**WORK INSTRUCTIONS**
Begin at the line with "and locate dirt" and return each line through the final one of the listing below, exactly as written.

--- ENTRIES SUPPLIED Enclosed Below ---

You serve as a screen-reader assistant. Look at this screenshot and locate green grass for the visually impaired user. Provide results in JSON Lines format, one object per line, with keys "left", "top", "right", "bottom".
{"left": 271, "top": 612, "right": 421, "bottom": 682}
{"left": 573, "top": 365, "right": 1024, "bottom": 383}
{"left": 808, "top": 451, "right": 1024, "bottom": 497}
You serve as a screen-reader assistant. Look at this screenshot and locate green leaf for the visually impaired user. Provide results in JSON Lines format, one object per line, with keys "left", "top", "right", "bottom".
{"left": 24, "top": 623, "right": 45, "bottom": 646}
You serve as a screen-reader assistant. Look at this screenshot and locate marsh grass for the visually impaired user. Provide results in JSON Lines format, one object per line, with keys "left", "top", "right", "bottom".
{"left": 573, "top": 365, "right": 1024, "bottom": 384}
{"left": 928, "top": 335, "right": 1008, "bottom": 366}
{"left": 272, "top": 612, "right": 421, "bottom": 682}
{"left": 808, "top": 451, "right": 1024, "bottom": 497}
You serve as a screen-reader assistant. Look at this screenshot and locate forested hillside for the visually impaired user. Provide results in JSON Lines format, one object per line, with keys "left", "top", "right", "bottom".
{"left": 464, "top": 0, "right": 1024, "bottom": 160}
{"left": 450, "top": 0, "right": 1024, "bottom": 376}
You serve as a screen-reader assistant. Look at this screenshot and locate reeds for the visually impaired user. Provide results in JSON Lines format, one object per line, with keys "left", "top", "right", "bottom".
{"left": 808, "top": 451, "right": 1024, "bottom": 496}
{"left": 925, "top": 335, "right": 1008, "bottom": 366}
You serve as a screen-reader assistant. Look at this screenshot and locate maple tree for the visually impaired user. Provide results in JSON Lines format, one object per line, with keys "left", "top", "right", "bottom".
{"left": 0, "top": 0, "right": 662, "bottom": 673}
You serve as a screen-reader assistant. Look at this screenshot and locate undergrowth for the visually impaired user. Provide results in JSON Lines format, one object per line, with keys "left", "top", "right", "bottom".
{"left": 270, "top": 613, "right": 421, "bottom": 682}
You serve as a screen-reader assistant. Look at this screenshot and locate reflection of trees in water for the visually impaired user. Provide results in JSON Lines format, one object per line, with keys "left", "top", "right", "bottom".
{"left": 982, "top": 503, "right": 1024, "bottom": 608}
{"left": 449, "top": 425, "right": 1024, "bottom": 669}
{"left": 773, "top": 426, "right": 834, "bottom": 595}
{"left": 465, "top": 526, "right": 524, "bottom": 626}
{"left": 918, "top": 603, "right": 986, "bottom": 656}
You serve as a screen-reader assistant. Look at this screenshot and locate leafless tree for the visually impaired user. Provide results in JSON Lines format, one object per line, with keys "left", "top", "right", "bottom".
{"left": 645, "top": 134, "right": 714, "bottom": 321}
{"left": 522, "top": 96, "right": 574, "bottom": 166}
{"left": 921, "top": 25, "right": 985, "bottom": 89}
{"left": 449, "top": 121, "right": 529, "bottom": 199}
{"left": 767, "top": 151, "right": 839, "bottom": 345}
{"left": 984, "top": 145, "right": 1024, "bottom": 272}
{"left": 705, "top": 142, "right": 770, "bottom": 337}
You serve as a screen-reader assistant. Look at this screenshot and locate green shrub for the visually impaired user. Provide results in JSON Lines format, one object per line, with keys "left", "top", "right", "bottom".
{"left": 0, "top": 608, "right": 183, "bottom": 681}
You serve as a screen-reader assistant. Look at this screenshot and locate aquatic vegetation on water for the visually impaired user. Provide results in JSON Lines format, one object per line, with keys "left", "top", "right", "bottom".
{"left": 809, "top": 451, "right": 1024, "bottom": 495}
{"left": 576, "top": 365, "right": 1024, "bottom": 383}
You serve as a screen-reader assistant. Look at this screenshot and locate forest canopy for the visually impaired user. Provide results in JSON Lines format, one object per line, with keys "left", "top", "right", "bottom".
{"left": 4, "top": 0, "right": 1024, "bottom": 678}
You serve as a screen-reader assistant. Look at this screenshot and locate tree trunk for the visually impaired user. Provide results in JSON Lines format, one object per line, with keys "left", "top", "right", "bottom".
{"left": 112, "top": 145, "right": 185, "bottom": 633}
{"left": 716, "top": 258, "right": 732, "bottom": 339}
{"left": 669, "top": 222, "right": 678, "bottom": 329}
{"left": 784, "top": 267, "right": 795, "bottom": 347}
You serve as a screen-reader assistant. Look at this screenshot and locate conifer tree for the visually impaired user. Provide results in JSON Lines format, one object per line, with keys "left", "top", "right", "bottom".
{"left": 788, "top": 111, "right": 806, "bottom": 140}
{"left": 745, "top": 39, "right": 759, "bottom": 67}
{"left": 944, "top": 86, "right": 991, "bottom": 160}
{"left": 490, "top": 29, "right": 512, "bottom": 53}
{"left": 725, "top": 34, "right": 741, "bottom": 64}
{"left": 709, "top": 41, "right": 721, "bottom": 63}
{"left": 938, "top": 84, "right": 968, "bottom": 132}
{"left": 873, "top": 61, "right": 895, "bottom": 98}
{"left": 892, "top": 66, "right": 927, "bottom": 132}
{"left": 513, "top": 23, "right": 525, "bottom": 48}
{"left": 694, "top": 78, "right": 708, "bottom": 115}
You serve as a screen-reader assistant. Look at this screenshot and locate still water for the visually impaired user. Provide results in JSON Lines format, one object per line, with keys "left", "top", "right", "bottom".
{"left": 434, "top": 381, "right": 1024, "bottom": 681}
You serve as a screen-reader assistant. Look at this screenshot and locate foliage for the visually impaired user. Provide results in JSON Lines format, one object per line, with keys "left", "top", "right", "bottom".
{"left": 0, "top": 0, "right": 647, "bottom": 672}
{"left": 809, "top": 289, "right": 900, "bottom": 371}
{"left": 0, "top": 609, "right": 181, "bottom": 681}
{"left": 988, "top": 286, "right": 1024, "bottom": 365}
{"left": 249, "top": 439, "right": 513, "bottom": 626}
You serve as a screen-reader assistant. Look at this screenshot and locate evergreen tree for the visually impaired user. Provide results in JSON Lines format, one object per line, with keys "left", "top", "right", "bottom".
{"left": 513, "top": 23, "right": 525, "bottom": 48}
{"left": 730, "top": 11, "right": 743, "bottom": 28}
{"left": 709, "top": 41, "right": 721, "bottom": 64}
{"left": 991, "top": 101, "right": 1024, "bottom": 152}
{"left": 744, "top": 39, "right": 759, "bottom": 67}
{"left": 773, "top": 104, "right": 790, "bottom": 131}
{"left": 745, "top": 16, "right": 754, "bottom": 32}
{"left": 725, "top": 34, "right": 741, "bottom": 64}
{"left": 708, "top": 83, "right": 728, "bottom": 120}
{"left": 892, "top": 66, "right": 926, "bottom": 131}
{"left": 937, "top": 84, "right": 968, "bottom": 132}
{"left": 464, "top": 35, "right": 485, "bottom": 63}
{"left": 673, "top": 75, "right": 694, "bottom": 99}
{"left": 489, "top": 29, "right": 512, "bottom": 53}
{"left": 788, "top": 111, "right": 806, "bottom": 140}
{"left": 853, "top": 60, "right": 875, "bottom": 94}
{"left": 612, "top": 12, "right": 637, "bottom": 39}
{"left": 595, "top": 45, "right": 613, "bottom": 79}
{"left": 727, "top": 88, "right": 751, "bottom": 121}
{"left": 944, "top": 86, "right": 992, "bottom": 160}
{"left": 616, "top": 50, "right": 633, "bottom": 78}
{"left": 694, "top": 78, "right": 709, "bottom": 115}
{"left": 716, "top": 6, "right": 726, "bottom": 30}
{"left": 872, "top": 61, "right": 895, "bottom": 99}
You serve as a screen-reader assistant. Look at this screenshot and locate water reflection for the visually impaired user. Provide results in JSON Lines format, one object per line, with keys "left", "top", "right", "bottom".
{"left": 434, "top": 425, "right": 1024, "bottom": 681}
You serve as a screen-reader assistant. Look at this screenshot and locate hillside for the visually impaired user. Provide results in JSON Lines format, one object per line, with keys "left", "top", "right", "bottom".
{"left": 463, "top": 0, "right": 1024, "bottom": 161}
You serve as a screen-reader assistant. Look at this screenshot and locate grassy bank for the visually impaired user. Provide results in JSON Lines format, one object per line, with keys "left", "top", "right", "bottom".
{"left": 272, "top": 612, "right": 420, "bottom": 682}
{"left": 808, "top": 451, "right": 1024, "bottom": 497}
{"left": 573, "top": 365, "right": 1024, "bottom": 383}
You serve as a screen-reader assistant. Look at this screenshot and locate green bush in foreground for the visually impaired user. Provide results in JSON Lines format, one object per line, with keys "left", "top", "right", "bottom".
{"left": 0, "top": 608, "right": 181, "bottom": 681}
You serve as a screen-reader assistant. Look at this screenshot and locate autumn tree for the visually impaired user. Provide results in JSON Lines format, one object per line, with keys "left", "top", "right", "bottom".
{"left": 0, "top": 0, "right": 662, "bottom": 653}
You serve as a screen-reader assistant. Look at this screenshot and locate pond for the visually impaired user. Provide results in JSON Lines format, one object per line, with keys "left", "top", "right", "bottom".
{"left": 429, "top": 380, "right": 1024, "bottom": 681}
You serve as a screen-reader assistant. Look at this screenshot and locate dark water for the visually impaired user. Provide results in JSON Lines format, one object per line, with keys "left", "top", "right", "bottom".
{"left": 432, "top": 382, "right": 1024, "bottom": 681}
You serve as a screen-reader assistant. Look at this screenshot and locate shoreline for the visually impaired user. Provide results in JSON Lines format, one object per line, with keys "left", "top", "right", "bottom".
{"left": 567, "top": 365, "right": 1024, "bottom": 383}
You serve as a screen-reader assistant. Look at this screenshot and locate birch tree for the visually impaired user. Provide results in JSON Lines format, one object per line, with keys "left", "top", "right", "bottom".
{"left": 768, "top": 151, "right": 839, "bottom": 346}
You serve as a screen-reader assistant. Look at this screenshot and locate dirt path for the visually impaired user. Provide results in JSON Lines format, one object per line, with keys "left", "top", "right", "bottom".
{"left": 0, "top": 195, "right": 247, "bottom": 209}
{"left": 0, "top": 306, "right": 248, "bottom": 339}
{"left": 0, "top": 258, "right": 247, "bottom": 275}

--- End of Enclosed ENTRIES SUPPLIED ---

**REPLY**
You serve as a screen-reader assistant. Look at this screenshot and locate dirt path for the visually impaired user. Provide results in JSON Lines format, one object per line, with keys "left", "top", "right", "bottom".
{"left": 0, "top": 195, "right": 247, "bottom": 209}
{"left": 0, "top": 306, "right": 248, "bottom": 339}
{"left": 0, "top": 258, "right": 247, "bottom": 275}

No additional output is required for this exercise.